Box annotations for photos:
------------------------------------

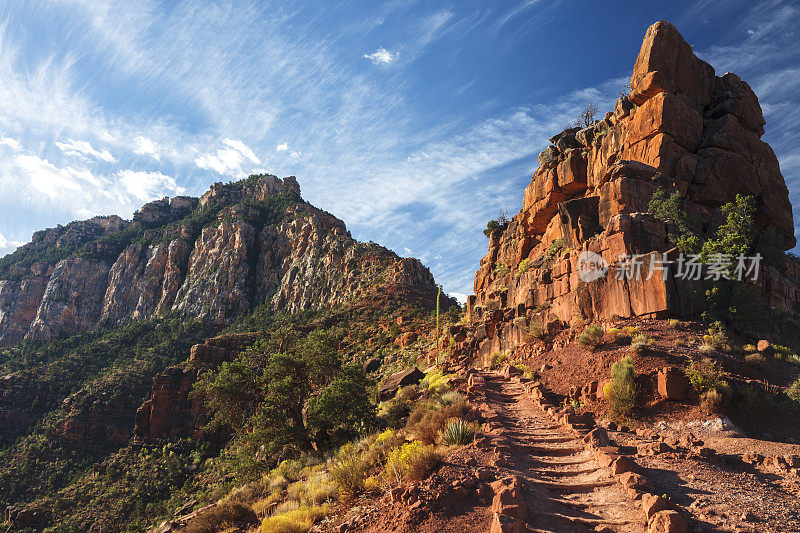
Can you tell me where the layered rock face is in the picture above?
[0,175,435,345]
[133,333,258,441]
[468,21,800,351]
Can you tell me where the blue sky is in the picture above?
[0,0,800,297]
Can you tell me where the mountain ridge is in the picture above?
[0,174,444,345]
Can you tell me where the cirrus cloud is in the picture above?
[364,47,397,65]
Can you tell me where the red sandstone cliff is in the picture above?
[463,21,800,362]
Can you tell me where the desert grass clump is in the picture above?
[386,441,439,483]
[786,378,800,403]
[603,356,639,416]
[577,325,603,348]
[262,505,331,533]
[405,399,467,444]
[181,501,258,533]
[606,328,630,343]
[442,418,477,446]
[252,490,283,518]
[328,442,372,498]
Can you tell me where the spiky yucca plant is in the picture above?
[442,418,476,446]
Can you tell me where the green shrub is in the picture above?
[528,320,547,340]
[544,239,564,261]
[489,352,508,368]
[386,441,439,483]
[328,442,372,497]
[631,333,653,354]
[494,263,511,278]
[684,357,732,406]
[700,194,755,263]
[442,418,477,446]
[603,357,639,415]
[578,325,603,347]
[786,378,800,403]
[703,321,729,350]
[647,187,701,253]
[405,394,467,444]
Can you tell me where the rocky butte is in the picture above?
[463,21,800,364]
[0,175,435,345]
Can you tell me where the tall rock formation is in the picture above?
[0,175,436,345]
[468,21,800,360]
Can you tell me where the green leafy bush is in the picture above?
[603,357,639,415]
[544,239,564,261]
[700,194,755,263]
[483,219,501,237]
[494,263,511,278]
[647,187,701,253]
[577,325,604,347]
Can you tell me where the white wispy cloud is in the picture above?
[115,170,186,202]
[16,155,99,199]
[133,136,161,161]
[364,47,397,65]
[194,139,261,174]
[56,139,117,163]
[0,233,25,253]
[0,137,22,152]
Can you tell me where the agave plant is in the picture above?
[442,418,476,446]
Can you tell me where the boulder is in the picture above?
[658,367,690,401]
[647,510,687,533]
[630,20,715,107]
[378,367,425,401]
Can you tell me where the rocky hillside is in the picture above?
[0,175,436,345]
[468,21,800,362]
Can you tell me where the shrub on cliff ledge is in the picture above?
[603,357,639,415]
[578,325,603,347]
[647,187,700,253]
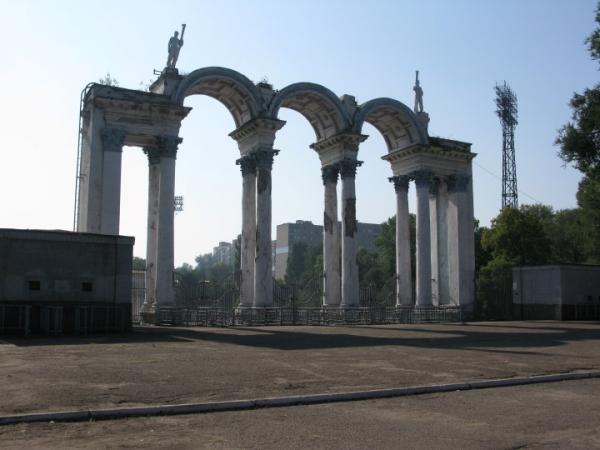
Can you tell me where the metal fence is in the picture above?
[127,271,463,327]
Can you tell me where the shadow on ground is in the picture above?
[0,322,600,353]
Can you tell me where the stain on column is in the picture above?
[344,198,356,237]
[256,168,271,194]
[323,212,333,234]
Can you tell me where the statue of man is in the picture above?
[413,70,423,114]
[167,24,185,69]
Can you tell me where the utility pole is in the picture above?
[495,81,519,208]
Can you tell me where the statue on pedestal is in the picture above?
[167,23,185,69]
[413,70,423,114]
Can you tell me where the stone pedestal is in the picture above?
[321,165,341,307]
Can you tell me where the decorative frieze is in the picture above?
[410,170,433,188]
[235,155,256,177]
[388,175,410,193]
[144,147,160,165]
[101,128,127,152]
[446,173,471,192]
[156,135,183,159]
[337,158,362,179]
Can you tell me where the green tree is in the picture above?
[285,242,323,284]
[481,206,552,265]
[556,3,600,262]
[132,256,146,270]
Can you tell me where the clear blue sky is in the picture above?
[0,0,598,264]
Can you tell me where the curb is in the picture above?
[0,371,600,426]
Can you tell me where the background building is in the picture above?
[0,229,134,334]
[273,220,381,280]
[213,242,234,266]
[512,264,600,320]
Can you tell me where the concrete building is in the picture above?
[273,220,381,280]
[0,229,134,333]
[512,264,600,320]
[213,242,234,266]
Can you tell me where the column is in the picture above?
[143,147,160,312]
[389,176,413,306]
[321,165,341,306]
[236,155,256,308]
[448,174,474,309]
[413,171,432,306]
[156,136,182,307]
[77,105,105,233]
[429,178,440,305]
[100,128,126,234]
[436,179,450,305]
[253,149,278,308]
[340,158,362,308]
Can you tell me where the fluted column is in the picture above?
[252,150,278,308]
[156,136,182,307]
[413,171,432,306]
[429,178,440,305]
[447,174,474,309]
[339,159,362,307]
[237,155,256,308]
[143,148,160,312]
[389,176,414,306]
[436,179,449,305]
[100,128,126,234]
[321,165,341,306]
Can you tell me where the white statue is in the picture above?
[413,70,423,114]
[167,23,185,69]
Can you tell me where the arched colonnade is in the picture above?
[77,67,474,320]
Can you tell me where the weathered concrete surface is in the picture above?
[0,380,600,449]
[0,322,600,415]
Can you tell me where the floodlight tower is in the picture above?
[495,81,519,208]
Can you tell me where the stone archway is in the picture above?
[78,67,475,322]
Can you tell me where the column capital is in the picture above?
[410,170,433,187]
[156,135,183,159]
[101,128,127,152]
[336,158,363,179]
[321,164,340,185]
[388,175,410,193]
[429,177,440,196]
[446,173,471,192]
[309,133,368,152]
[253,149,279,170]
[229,117,285,142]
[144,147,160,165]
[235,155,256,177]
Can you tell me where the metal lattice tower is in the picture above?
[495,81,519,208]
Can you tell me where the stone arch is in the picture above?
[174,67,265,128]
[268,83,351,141]
[354,97,429,152]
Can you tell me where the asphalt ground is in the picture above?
[0,379,600,449]
[0,322,600,415]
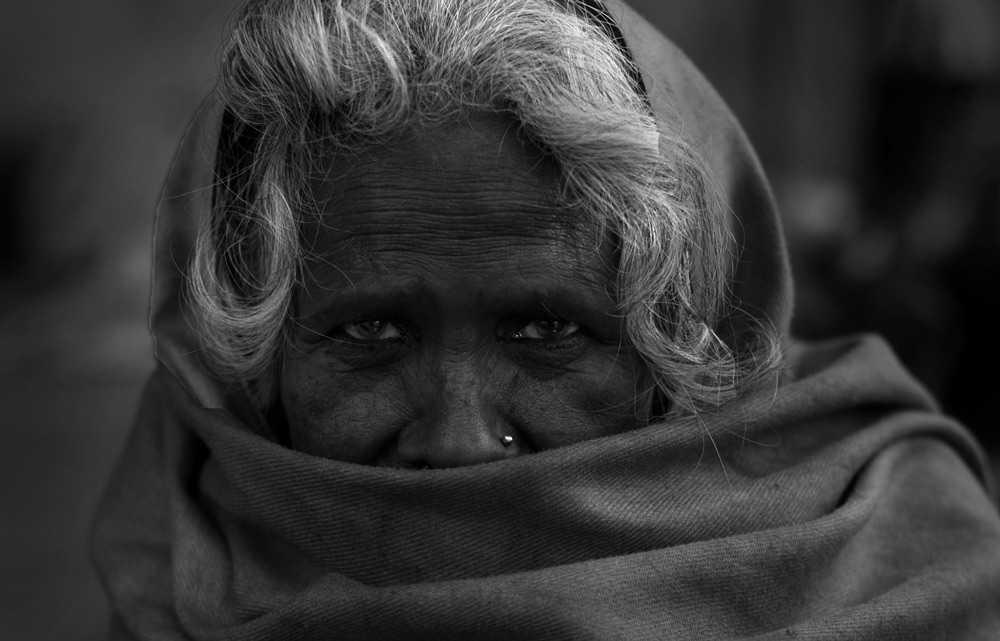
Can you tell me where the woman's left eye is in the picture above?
[337,319,406,343]
[511,318,580,341]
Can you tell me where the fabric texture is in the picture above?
[92,2,1000,641]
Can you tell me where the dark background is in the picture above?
[0,0,1000,640]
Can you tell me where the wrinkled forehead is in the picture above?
[305,113,602,251]
[292,115,613,290]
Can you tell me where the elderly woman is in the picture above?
[93,0,1000,640]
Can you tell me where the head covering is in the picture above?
[92,2,1000,641]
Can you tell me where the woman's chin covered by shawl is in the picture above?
[92,0,1000,639]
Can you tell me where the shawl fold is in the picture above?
[91,2,1000,641]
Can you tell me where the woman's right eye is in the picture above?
[332,319,407,343]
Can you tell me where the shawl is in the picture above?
[91,2,1000,641]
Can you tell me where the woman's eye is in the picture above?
[512,318,580,341]
[336,319,406,342]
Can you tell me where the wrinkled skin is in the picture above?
[279,115,651,468]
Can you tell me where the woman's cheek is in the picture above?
[511,354,651,450]
[281,363,408,464]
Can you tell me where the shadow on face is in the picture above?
[279,114,650,468]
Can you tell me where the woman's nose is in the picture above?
[397,361,528,468]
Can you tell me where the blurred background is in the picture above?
[0,0,1000,641]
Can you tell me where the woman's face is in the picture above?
[279,115,651,468]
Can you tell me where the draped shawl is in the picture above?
[91,3,1000,641]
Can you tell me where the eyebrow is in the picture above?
[295,280,619,329]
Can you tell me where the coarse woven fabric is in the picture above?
[92,2,1000,641]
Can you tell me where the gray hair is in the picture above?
[187,0,777,412]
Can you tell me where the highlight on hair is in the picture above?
[187,0,778,412]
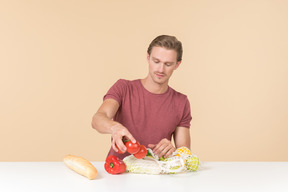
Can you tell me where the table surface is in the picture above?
[0,162,288,192]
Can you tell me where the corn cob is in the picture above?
[123,155,161,174]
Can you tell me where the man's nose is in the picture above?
[158,63,164,73]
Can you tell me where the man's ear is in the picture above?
[147,53,150,61]
[174,61,182,70]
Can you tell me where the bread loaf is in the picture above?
[63,155,97,180]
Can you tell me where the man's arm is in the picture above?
[91,99,136,152]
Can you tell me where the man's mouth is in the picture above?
[155,73,165,77]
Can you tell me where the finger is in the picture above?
[123,131,136,143]
[116,139,127,152]
[153,139,170,154]
[159,145,171,157]
[153,144,167,157]
[164,148,175,158]
[148,144,156,149]
[111,138,118,152]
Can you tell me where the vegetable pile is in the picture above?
[105,141,200,174]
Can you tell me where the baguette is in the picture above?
[63,155,97,180]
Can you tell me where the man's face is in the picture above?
[147,47,181,84]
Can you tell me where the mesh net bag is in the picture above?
[123,147,200,174]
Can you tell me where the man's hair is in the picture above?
[147,35,183,62]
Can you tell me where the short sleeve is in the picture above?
[103,79,127,105]
[178,98,192,128]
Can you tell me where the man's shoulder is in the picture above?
[116,79,139,85]
[170,87,187,99]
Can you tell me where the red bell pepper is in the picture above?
[104,155,126,175]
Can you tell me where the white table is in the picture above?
[0,162,288,192]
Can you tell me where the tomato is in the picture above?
[125,141,140,154]
[133,145,147,159]
[115,144,126,154]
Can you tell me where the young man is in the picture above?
[92,35,192,159]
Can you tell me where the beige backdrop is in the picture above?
[0,0,288,161]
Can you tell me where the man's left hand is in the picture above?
[148,138,176,158]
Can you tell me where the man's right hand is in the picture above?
[111,123,136,152]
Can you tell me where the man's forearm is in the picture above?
[91,112,119,134]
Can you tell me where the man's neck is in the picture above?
[141,77,168,94]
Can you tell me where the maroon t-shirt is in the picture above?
[104,79,192,159]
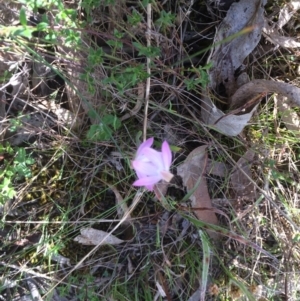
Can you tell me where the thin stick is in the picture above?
[143,3,152,141]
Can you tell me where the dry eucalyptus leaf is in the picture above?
[206,159,229,178]
[230,149,256,199]
[231,79,300,106]
[74,228,124,246]
[263,22,300,48]
[274,95,300,138]
[209,0,266,96]
[177,145,218,232]
[202,92,257,136]
[204,79,300,136]
[276,0,300,28]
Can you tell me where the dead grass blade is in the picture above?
[230,149,256,199]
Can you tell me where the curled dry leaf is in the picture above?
[263,22,300,48]
[201,0,266,136]
[230,149,256,199]
[209,0,266,96]
[74,228,124,246]
[274,95,300,139]
[177,145,218,238]
[206,79,300,136]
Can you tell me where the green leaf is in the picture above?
[36,22,49,31]
[19,7,27,26]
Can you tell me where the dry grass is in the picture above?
[0,1,300,301]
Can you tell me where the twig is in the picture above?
[143,3,152,141]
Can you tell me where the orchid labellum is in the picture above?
[131,138,173,191]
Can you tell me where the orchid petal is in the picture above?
[160,170,174,182]
[136,137,154,156]
[143,148,164,171]
[132,175,161,186]
[131,160,157,177]
[161,141,172,170]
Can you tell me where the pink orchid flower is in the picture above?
[131,138,173,191]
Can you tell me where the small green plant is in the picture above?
[0,145,34,204]
[87,114,121,141]
[184,64,211,91]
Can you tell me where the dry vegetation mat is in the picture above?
[0,0,300,301]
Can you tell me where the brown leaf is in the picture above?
[74,228,124,246]
[230,149,256,199]
[177,145,218,237]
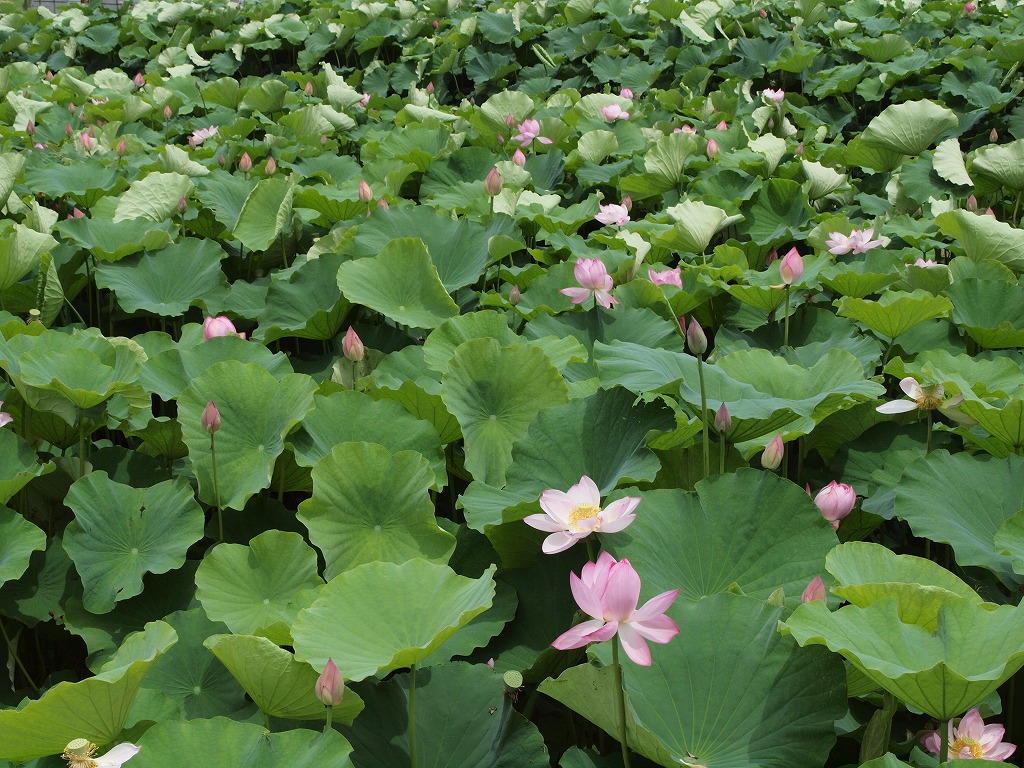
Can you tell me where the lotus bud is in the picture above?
[715,402,732,434]
[761,432,785,469]
[200,400,220,434]
[686,316,708,354]
[800,575,825,603]
[316,658,345,707]
[341,326,367,362]
[483,166,502,198]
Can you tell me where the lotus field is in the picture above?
[6,0,1024,768]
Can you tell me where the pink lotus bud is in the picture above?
[800,575,825,603]
[761,432,785,469]
[200,400,220,434]
[715,402,732,434]
[316,658,345,707]
[814,480,857,529]
[779,247,804,286]
[686,316,708,354]
[483,166,502,198]
[341,326,367,362]
[359,179,374,203]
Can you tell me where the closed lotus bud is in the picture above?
[316,658,345,707]
[483,166,502,198]
[341,326,367,362]
[761,433,785,469]
[200,400,220,434]
[715,402,732,434]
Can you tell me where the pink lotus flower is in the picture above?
[512,119,552,146]
[647,266,683,288]
[601,104,630,123]
[552,552,679,667]
[558,259,618,309]
[523,475,640,552]
[594,203,630,226]
[814,480,857,530]
[921,709,1017,763]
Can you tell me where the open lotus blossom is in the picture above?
[647,266,683,288]
[523,475,640,555]
[552,552,679,667]
[558,259,618,309]
[62,738,139,768]
[921,709,1017,763]
[874,376,975,424]
[512,119,552,146]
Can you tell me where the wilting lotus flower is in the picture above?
[814,480,857,530]
[874,376,975,424]
[512,120,552,146]
[921,709,1017,763]
[62,738,139,768]
[594,203,630,226]
[523,475,640,552]
[558,259,618,309]
[552,552,679,667]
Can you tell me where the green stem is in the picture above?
[611,633,630,768]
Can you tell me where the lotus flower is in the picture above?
[558,259,618,309]
[523,475,640,552]
[921,709,1017,763]
[552,552,679,667]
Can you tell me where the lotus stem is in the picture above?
[611,634,631,768]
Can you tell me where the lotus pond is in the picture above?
[0,0,1024,768]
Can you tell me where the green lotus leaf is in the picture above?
[63,472,204,613]
[178,364,316,509]
[338,238,459,328]
[204,635,364,725]
[541,593,847,768]
[130,717,352,768]
[860,99,959,155]
[825,542,983,632]
[96,238,227,317]
[779,597,1024,720]
[344,664,550,768]
[836,290,953,339]
[292,560,495,680]
[0,622,177,763]
[196,530,324,645]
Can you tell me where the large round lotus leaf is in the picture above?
[289,390,447,490]
[65,472,205,613]
[895,451,1024,585]
[130,718,352,768]
[296,442,455,580]
[178,360,316,509]
[825,542,982,632]
[0,507,46,586]
[142,607,246,720]
[292,560,495,680]
[0,622,177,765]
[860,99,959,155]
[601,468,836,603]
[96,238,227,317]
[344,663,550,768]
[338,238,459,328]
[780,598,1024,720]
[441,339,579,486]
[541,593,847,768]
[205,635,362,725]
[196,530,324,645]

------------------------------------

Aim: Can you transcribe the stretch from the start of the records through the line containing "[577,325,604,347]", word for word and with both ends included? Leave the pictures out of your answer.

Exercise answer:
Can you tell me where the layered rock face is in the picture above?
[0,175,435,345]
[133,333,258,441]
[468,21,800,351]
Can you tell me where the blue sky is in the picture above?
[0,0,800,297]
Can you tell me where the mountain ridge is in the picture above?
[0,174,444,345]
Can you tell me where the cirrus cloud is in the picture above?
[364,47,397,65]
Can you tell me where the red sandstone cliff is in the picture above?
[463,21,800,362]
Can you tell me where the desert grass clump is in the picture above?
[386,441,439,483]
[786,378,800,403]
[603,356,639,416]
[577,325,603,348]
[262,505,331,533]
[405,399,467,444]
[181,501,258,533]
[606,328,630,343]
[442,418,477,446]
[252,490,283,518]
[328,442,372,498]
Can you tell me where the spiky yucca plant is in the picture above?
[442,418,476,446]
Can you tell me where the green shrub is in the picture above?
[528,320,547,340]
[544,239,564,261]
[489,352,508,368]
[386,441,439,483]
[328,442,372,497]
[631,333,653,354]
[494,263,511,278]
[684,357,732,406]
[700,194,755,263]
[442,418,477,446]
[603,357,639,415]
[578,325,603,347]
[786,378,800,403]
[703,321,729,350]
[647,187,701,253]
[405,394,467,444]
Can you tell me where the rocky butte is in the picture above?
[463,21,800,364]
[0,175,435,345]
Can you tell me where the tall rock formation is in the picture above?
[0,175,436,345]
[468,21,800,360]
Can you tell me where the green leafy bush is in the picture above?
[603,357,639,415]
[544,239,564,261]
[700,194,755,263]
[483,219,501,237]
[494,263,511,278]
[647,187,701,253]
[577,325,604,347]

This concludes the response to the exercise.